* [Passage cité]:
:::

Le ministre de la propagande reprend dans ce discours les thèmes constitutifs du régime nazi et chers au premier cercle qui entoure Hitler, en assimilant les soldats de l'Armée rouge, qui vient de remporter une importante victoire sur la Volga, aux troupes qui ouvrent la route aux « escouades juives de liquidation », facteurs de terreur, de famine de masse et d'anarchie, préparant ainsi la « révolution mondiale des Juifs »[12]. En brandissant cette menace, Goebbels non seulement ne fait pas mystère du sens qu'il donne à la guerre à l'Est, mais aussi développe une argumentation sans équivoque, notamment en faisant un lapsus sur le sort réservé aux Juifs dans les territoires contrôlés par le Reich[12].

Son discours est organisé en trois parties, qui développent autant de thèses destinées à convaincre les Allemands. Tout d'abord, il prophétise la fin de l'Europe en cas de victoire soviétique à l'Est : les pays occupés par l'URSS seraient alors livrés aux Juifs, qui institueraient une forme de dictature juive, dans laquelle la population serait réduite à l'esclavage, tandis que les dirigeants et les intellectuels seraient exterminés[13] ; puis il insiste sur la possibilité qu'ont, selon lui, l'Allemagne et ses alliés d'affronter cet ennemi aux si sombres objectifs, puisque les pays anglo-saxons ne sont pas en mesure de comprendre le danger que fait peser le bolchevisme sur l'Europe[13] ; enfin, il réaffirme l'éminence du danger, la nature des mesures à prendre dans le contexte de la guerre à l'Est et l'urgence à les appliquer[14].

:::

Enregistrements d'un jeu d'annotation de points:
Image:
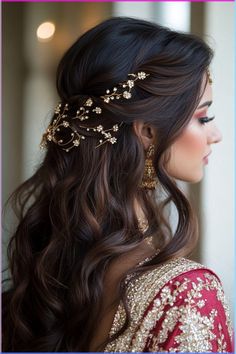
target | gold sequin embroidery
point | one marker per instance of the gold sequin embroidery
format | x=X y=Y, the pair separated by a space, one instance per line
x=141 y=292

:::

* [Consigne écrite A]: Selon le passage sur le discours de Goebbels, en combien de parties ce discours est-il organisé ?
* [Consigne écrite B]: Rédigez la suite du passage sur le discours de Goebbels, à partir de sa dernière phrase.
La liste n'a aucun rapport avec le passage sur le discours de Goebbels.

* [Réponse à l'exercice A]: En trois parties, qui développent autant de thèses destinées à convaincre les Allemands.

* [Réponse à l'exercice B]:
Dans la salle, à chaque pause de l'orateur, la foule scande des slogans et des chants nazis, approuve bruyamment par ses applaudissements et son attitude[14]. Puis Goebbels pose les dix questions au public, questions dont la réponse, positive, contribue à renforcer l’atmosphère de frénésie et de ferveur qui règne dans la salle[15].

Mais, si le discours déclenche une « hystérie de masse », répercutée par la radio, « avec de longues minutes de cris et d'applaudissements »[9] dans le public constitué de militants du NSDAP, de membres de la SS en permission, de SA[16], les mesures de lutte contre le « relâchement » demeurent inappliquées. De plus, la propagande alliée rencontre des échos en Allemagne même[16]. Dans les rangs nazis, la présence du gouvernement du Reich au complet et la satisfaction de Hitler constituent autant d'appels à la mobilisation totale des énergies en vue de la victoire[15].
Le discours est non seulement diffusé à la radio, mais aussi repris dans les actualités cinématographiques[15]; de plus, le NSDAP en assure une large diffusion, 14 millions d'exemplaires du discours ayant été distribués en septembre 1943 dans l'ensemble du Reich[17].
Mais, malgré cette débauche de moyens, dans la population, l'accueil est double : autant ce discours a contribué à mobiliser certaines énergies, au front comme à l'arrière, autant il a été reçu comme un acte de propagande très bien organisé[18].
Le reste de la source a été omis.